## Exercise
Reproduce exactly the lines from the start of the records through the line containing "103L122 116L130 105L138", both included. Leave the pictures out.

## Record extracts
※

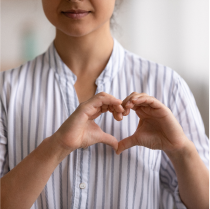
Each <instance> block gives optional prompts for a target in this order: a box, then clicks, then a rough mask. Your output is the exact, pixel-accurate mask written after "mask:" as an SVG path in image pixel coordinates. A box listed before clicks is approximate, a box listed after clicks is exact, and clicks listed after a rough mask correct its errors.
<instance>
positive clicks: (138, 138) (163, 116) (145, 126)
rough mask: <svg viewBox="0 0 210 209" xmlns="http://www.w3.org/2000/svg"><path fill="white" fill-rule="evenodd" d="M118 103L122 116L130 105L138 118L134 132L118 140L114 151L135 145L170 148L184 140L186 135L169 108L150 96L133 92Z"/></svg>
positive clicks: (172, 150) (174, 148)
mask: <svg viewBox="0 0 210 209" xmlns="http://www.w3.org/2000/svg"><path fill="white" fill-rule="evenodd" d="M122 106H123V107H124V109H125V112H124V116H126V115H128V114H129V113H130V109H133V110H134V111H135V112H136V114H137V115H138V117H139V118H140V121H139V124H138V127H137V129H136V132H135V133H134V134H133V135H132V136H129V137H127V138H125V139H123V140H121V141H120V142H119V144H118V150H117V152H116V153H117V154H120V153H121V152H122V151H123V150H125V149H128V148H130V147H133V146H136V145H139V146H144V147H147V148H150V149H159V150H163V151H165V152H174V151H179V150H181V149H182V148H183V147H184V145H185V144H186V142H187V140H188V139H187V137H186V136H185V134H184V132H183V130H182V127H181V126H180V124H179V123H178V121H177V120H176V118H175V117H174V115H173V114H172V112H171V110H170V109H169V108H168V107H166V106H165V105H163V104H162V103H161V102H160V101H158V100H157V99H155V98H154V97H151V96H148V95H147V94H144V93H141V94H139V93H135V92H134V93H132V94H131V95H129V96H128V97H127V98H126V99H125V100H124V101H123V103H122Z"/></svg>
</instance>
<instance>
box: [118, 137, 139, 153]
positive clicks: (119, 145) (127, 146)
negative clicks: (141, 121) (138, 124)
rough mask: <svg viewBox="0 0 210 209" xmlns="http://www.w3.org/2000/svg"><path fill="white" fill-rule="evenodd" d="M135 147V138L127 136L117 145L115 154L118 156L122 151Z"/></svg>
mask: <svg viewBox="0 0 210 209" xmlns="http://www.w3.org/2000/svg"><path fill="white" fill-rule="evenodd" d="M136 145H138V143H137V139H136V137H135V136H134V135H132V136H129V137H127V138H125V139H123V140H121V141H120V142H119V143H118V150H117V151H116V154H117V155H119V154H120V153H121V152H123V151H124V150H126V149H128V148H131V147H133V146H136Z"/></svg>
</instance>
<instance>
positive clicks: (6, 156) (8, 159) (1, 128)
mask: <svg viewBox="0 0 210 209" xmlns="http://www.w3.org/2000/svg"><path fill="white" fill-rule="evenodd" d="M0 90H2V89H1V88H0ZM8 172H9V159H8V149H7V126H6V113H5V109H4V106H3V104H2V98H1V94H0V178H2V177H3V176H4V175H5V174H6V173H8Z"/></svg>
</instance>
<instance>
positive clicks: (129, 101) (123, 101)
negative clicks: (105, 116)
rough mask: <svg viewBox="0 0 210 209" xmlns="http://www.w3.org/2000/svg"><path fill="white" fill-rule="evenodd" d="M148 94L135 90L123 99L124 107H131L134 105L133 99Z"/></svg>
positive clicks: (122, 105) (146, 94)
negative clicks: (131, 106)
mask: <svg viewBox="0 0 210 209" xmlns="http://www.w3.org/2000/svg"><path fill="white" fill-rule="evenodd" d="M146 95H147V94H145V93H137V92H133V93H132V94H130V95H129V96H128V97H127V98H126V99H124V100H123V102H122V106H123V107H127V108H130V106H131V105H132V100H134V99H137V98H139V97H141V96H146Z"/></svg>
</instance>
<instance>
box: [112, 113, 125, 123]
mask: <svg viewBox="0 0 210 209" xmlns="http://www.w3.org/2000/svg"><path fill="white" fill-rule="evenodd" d="M112 114H113V116H114V118H115V120H117V121H121V120H122V119H123V114H122V113H119V112H116V111H113V113H112Z"/></svg>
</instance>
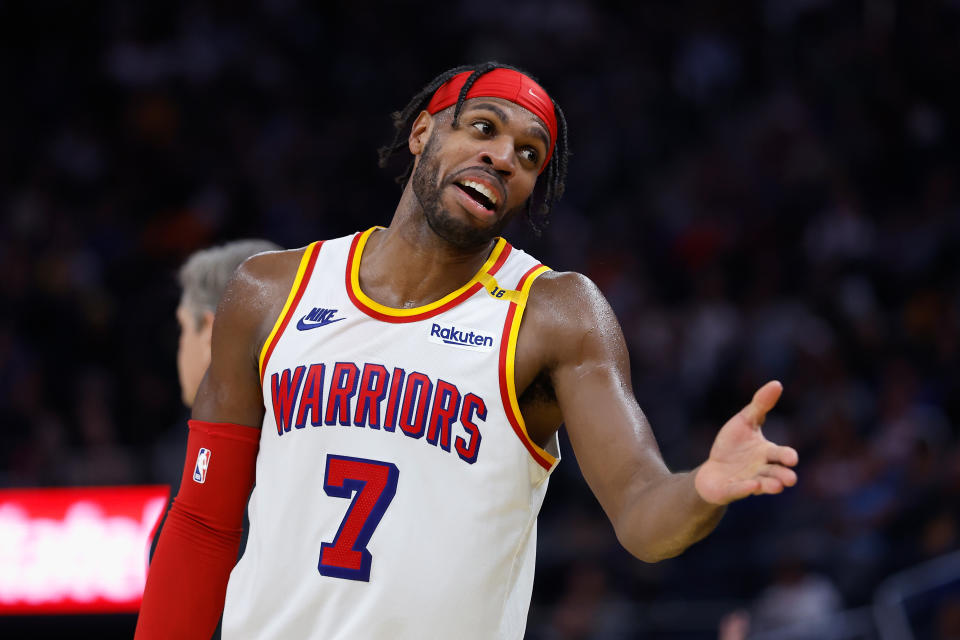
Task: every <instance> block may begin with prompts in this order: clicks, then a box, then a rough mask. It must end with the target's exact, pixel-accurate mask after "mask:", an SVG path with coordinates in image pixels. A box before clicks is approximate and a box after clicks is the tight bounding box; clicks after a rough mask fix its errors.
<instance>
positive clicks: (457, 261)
mask: <svg viewBox="0 0 960 640" xmlns="http://www.w3.org/2000/svg"><path fill="white" fill-rule="evenodd" d="M495 244H496V241H495V240H491V241H490V242H487V243H485V244H483V245H480V246H478V247H471V248H469V249H463V248H459V247H455V246H453V245H452V244H450V243H449V242H447V241H446V240H444V239H443V238H441V237H440V236H438V235H437V234H436V232H434V231H433V229H431V228H430V225H429V224H428V223H427V219H426V216H425V215H424V213H423V210H422V208H421V207H420V203H419V202H418V201H417V198H416V196H415V195H414V193H413V189H412V187H411V185H410V183H407V186H406V188H405V189H404V190H403V195H402V196H401V198H400V203H399V204H398V205H397V210H396V212H395V213H394V216H393V220H391V222H390V226H389V228H387V229H385V230H383V231H378V232H375V233H374V234H372V235H371V236H370V238H369V240H368V241H367V244H366V247H364V251H363V255H362V256H361V257H360V288H361V289H363V291H364V293H366V294H367V295H368V296H370V297H371V298H373V299H374V300H376V301H377V302H379V303H380V304H383V305H386V306H388V307H394V308H398V309H400V308H411V307H419V306H423V305H425V304H430V303H431V302H435V301H437V300H439V299H440V298H442V297H444V296H445V295H447V294H448V293H451V292H452V291H456V290H457V289H459V288H460V287H462V286H463V285H464V284H466V283H467V282H469V281H470V279H471V278H472V277H473V276H474V275H476V273H477V271H479V270H480V268H481V267H482V266H483V263H484V262H486V260H487V258H488V257H489V255H490V251H491V250H492V249H493V247H494V245H495Z"/></svg>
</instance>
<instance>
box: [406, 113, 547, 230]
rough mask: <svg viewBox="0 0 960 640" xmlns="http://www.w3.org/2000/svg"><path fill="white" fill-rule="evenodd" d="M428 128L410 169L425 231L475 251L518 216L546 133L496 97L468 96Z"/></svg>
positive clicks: (438, 119) (413, 190)
mask: <svg viewBox="0 0 960 640" xmlns="http://www.w3.org/2000/svg"><path fill="white" fill-rule="evenodd" d="M452 114H453V107H450V108H449V109H447V110H445V111H444V112H441V113H438V114H436V115H435V116H434V123H433V124H434V127H433V130H432V132H431V133H430V137H429V138H428V140H427V143H426V145H425V146H424V148H423V151H422V152H421V154H420V155H419V157H418V158H417V164H416V167H415V168H414V171H413V178H412V185H413V192H414V195H415V196H416V198H417V201H418V202H419V204H420V207H421V208H422V209H423V211H424V214H425V215H426V219H427V223H428V224H429V225H430V228H431V229H433V231H434V232H435V233H436V234H437V235H439V236H440V237H442V238H444V239H445V240H447V241H448V242H450V243H451V244H453V245H454V246H456V247H459V248H463V249H468V248H474V247H477V246H481V245H483V244H486V243H487V242H489V241H490V240H491V239H492V238H494V237H495V236H497V235H499V234H500V232H501V230H502V229H503V227H504V226H506V224H507V223H508V222H509V221H510V219H511V218H512V217H513V216H514V215H516V214H517V213H518V212H519V211H521V210H522V209H523V208H524V206H525V205H526V202H527V200H528V198H529V197H530V194H531V193H532V192H533V187H534V185H535V184H536V181H537V176H538V174H539V172H540V168H541V167H542V166H543V162H544V160H545V158H546V154H547V149H548V140H549V134H548V132H547V129H546V127H545V126H544V124H543V123H542V122H541V121H540V119H539V118H537V116H535V115H534V114H533V113H531V112H530V111H527V110H526V109H524V108H523V107H521V106H519V105H517V104H514V103H513V102H510V101H509V100H504V99H502V98H471V99H470V100H467V101H466V102H465V103H464V106H463V110H462V111H461V112H460V121H459V126H458V127H457V128H456V129H454V128H452V126H451V124H452V118H453V115H452Z"/></svg>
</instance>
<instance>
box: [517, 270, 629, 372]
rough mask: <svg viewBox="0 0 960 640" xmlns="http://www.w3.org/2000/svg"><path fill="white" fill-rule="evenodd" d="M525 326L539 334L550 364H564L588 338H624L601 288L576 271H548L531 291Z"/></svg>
mask: <svg viewBox="0 0 960 640" xmlns="http://www.w3.org/2000/svg"><path fill="white" fill-rule="evenodd" d="M523 323H524V324H525V325H527V329H528V334H530V333H533V334H536V335H537V337H538V338H539V339H538V340H537V342H538V343H539V344H540V345H541V347H542V348H543V349H544V350H545V355H546V360H547V361H554V362H556V361H563V360H568V359H569V358H570V357H576V354H577V353H578V352H579V351H580V350H581V349H582V348H583V344H584V342H585V341H586V340H588V339H593V338H601V339H604V338H613V339H615V340H616V339H622V338H618V337H619V336H622V332H621V330H620V325H619V323H618V322H617V318H616V316H615V315H614V313H613V310H612V309H611V308H610V304H609V303H608V302H607V299H606V298H605V297H604V295H603V293H602V292H601V291H600V288H599V287H597V285H596V284H595V283H594V282H593V281H592V280H591V279H590V278H588V277H587V276H585V275H583V274H581V273H576V272H573V271H560V272H556V271H547V272H545V273H543V274H542V275H541V276H540V277H538V278H537V279H536V280H535V281H534V283H533V285H532V286H531V288H530V296H529V298H528V300H527V307H526V311H525V313H524V318H523Z"/></svg>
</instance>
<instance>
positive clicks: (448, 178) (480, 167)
mask: <svg viewBox="0 0 960 640" xmlns="http://www.w3.org/2000/svg"><path fill="white" fill-rule="evenodd" d="M476 171H479V172H481V173H483V174H486V175H487V176H489V177H490V178H492V179H493V180H496V181H497V184H499V185H500V189H501V190H503V193H507V184H506V183H505V182H504V181H503V177H502V176H501V175H500V174H499V173H497V172H496V171H494V170H493V169H490V168H489V167H485V166H483V165H479V164H478V165H477V166H475V167H466V168H464V169H461V170H460V171H457V172H456V173H454V174H451V175H450V176H448V177H447V179H446V180H445V181H444V182H446V183H448V184H453V183H454V182H456V180H457V178H458V177H459V176H461V175H463V174H464V173H470V172H476Z"/></svg>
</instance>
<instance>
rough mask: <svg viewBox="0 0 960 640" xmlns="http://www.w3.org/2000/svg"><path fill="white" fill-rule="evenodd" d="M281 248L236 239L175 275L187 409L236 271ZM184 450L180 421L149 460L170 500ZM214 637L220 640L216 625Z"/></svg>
mask: <svg viewBox="0 0 960 640" xmlns="http://www.w3.org/2000/svg"><path fill="white" fill-rule="evenodd" d="M280 249H281V247H280V246H279V245H277V244H274V243H273V242H270V241H269V240H235V241H233V242H228V243H226V244H222V245H218V246H215V247H210V248H207V249H201V250H199V251H196V252H194V253H193V254H191V255H190V257H189V258H187V260H186V262H184V263H183V266H181V267H180V271H179V272H178V273H177V280H178V281H179V283H180V291H181V294H180V303H179V304H178V305H177V311H176V314H177V324H179V325H180V341H179V343H178V345H177V376H178V378H179V379H180V397H181V399H182V400H183V404H184V405H185V406H186V407H188V408H189V407H192V406H193V400H194V398H195V397H196V395H197V388H198V387H199V386H200V381H201V380H203V376H204V374H206V372H207V367H208V366H210V337H211V334H212V332H213V318H214V315H215V314H216V312H217V305H218V304H219V303H220V298H221V297H223V292H224V290H225V289H226V288H227V283H228V282H229V281H230V278H231V277H232V276H233V273H234V271H236V270H237V267H239V266H240V265H241V264H242V263H243V261H244V260H246V259H247V258H249V257H250V256H254V255H256V254H258V253H264V252H266V251H278V250H280ZM186 450H187V429H186V426H185V421H184V420H178V421H177V423H176V424H175V425H174V426H173V427H171V428H170V429H169V430H168V431H167V432H166V433H165V434H163V435H162V436H161V437H160V438H158V440H157V441H156V442H155V443H154V445H153V451H152V455H151V457H152V471H153V476H154V480H155V481H157V482H160V483H161V484H169V485H170V495H171V496H175V495H177V491H178V490H179V487H180V475H181V472H182V471H183V459H184V456H185V455H186ZM164 520H166V514H164ZM162 528H163V522H161V523H160V526H159V527H157V533H158V534H159V532H160V530H161V529H162ZM246 530H247V524H246V522H244V539H243V541H242V542H241V546H240V552H241V553H242V552H243V546H244V543H245V542H246ZM155 547H156V537H155V538H154V540H153V541H152V543H151V548H150V556H151V557H153V550H154V548H155ZM214 637H215V638H219V637H220V629H219V626H218V627H217V630H216V632H215V633H214Z"/></svg>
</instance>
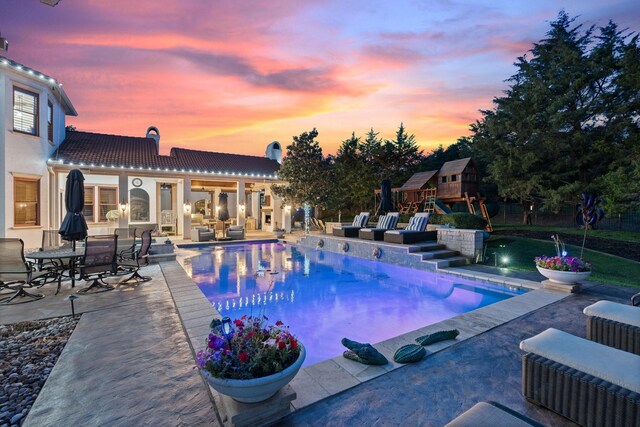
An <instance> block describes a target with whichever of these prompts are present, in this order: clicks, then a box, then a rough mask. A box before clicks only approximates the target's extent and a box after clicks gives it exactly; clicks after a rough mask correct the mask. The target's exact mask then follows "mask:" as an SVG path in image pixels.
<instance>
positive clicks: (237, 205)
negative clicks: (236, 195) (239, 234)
mask: <svg viewBox="0 0 640 427" xmlns="http://www.w3.org/2000/svg"><path fill="white" fill-rule="evenodd" d="M236 184H237V203H238V205H237V209H236V224H238V225H242V226H244V225H245V218H246V216H247V197H246V195H245V192H244V187H245V186H244V179H239V180H238V182H237V183H236Z"/></svg>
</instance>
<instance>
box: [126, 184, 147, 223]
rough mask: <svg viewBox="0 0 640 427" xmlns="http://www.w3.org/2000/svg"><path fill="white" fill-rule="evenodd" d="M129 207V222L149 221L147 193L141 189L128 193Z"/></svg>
mask: <svg viewBox="0 0 640 427" xmlns="http://www.w3.org/2000/svg"><path fill="white" fill-rule="evenodd" d="M129 197H130V200H129V203H130V205H131V222H148V221H149V193H147V192H146V191H144V190H143V189H142V188H134V189H132V190H131V191H130V192H129Z"/></svg>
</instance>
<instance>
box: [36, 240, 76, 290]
mask: <svg viewBox="0 0 640 427" xmlns="http://www.w3.org/2000/svg"><path fill="white" fill-rule="evenodd" d="M83 255H84V249H76V250H74V249H72V248H59V249H46V250H40V251H34V252H29V253H26V254H25V255H24V256H25V258H27V259H32V260H35V261H43V262H44V261H51V262H52V264H54V265H56V266H57V268H56V269H55V274H56V277H55V279H56V280H57V281H58V289H57V290H56V295H57V294H58V292H60V286H61V284H62V279H63V278H65V277H67V276H65V271H67V270H68V271H69V276H68V277H69V278H70V279H71V287H72V288H75V286H76V277H75V270H76V261H77V260H78V259H79V258H80V257H82V256H83ZM55 261H58V263H56V262H55Z"/></svg>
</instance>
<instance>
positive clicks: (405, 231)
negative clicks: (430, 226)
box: [384, 212, 438, 245]
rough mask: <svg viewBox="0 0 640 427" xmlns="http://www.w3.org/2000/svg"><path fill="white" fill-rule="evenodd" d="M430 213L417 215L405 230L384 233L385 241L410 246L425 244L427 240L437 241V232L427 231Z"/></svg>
mask: <svg viewBox="0 0 640 427" xmlns="http://www.w3.org/2000/svg"><path fill="white" fill-rule="evenodd" d="M430 215H431V214H430V213H429V212H420V213H417V214H415V215H414V216H412V217H411V219H410V220H409V224H408V225H407V228H405V229H404V230H390V231H386V232H385V233H384V241H385V242H388V243H400V244H404V245H406V244H410V243H416V242H423V241H425V240H436V239H437V238H438V233H437V232H436V231H426V229H427V224H428V223H429V216H430Z"/></svg>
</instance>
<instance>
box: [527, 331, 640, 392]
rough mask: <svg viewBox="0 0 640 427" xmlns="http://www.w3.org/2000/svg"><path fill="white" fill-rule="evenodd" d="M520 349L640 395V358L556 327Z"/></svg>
mask: <svg viewBox="0 0 640 427" xmlns="http://www.w3.org/2000/svg"><path fill="white" fill-rule="evenodd" d="M520 349H521V350H523V351H526V352H529V353H534V354H537V355H540V356H542V357H544V358H546V359H550V360H553V361H555V362H558V363H560V364H562V365H565V366H568V367H570V368H573V369H577V370H578V371H581V372H584V373H586V374H589V375H593V376H594V377H597V378H600V379H603V380H605V381H608V382H610V383H612V384H615V385H618V386H620V387H623V388H626V389H627V390H631V391H634V392H636V393H640V375H637V374H636V373H637V372H640V356H638V355H635V354H633V353H627V352H625V351H622V350H618V349H615V348H612V347H607V346H606V345H602V344H598V343H595V342H593V341H589V340H586V339H584V338H579V337H576V336H574V335H571V334H569V333H566V332H563V331H559V330H557V329H554V328H549V329H547V330H546V331H544V332H541V333H539V334H538V335H536V336H534V337H531V338H528V339H526V340H524V341H522V342H520ZM612 362H613V363H612Z"/></svg>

※

## Solved exercise
Each <instance> block gives optional prompts for a target in this order: a box, then clicks, then a rough mask. Your output is the exact, pixel-accurate mask written after "mask:" as an SVG path in image pixel coordinates. A box listed before clicks is approximate, a box listed after clicks is exact, and clicks listed after a rough mask correct its errors.
<instance>
positive clicks: (138, 138) (163, 116) (145, 126)
rough mask: <svg viewBox="0 0 210 209" xmlns="http://www.w3.org/2000/svg"><path fill="white" fill-rule="evenodd" d="M118 103L122 116L130 105L138 118L134 132L118 140L114 151L135 145L170 148L184 140L186 135L169 108L150 96L133 92Z"/></svg>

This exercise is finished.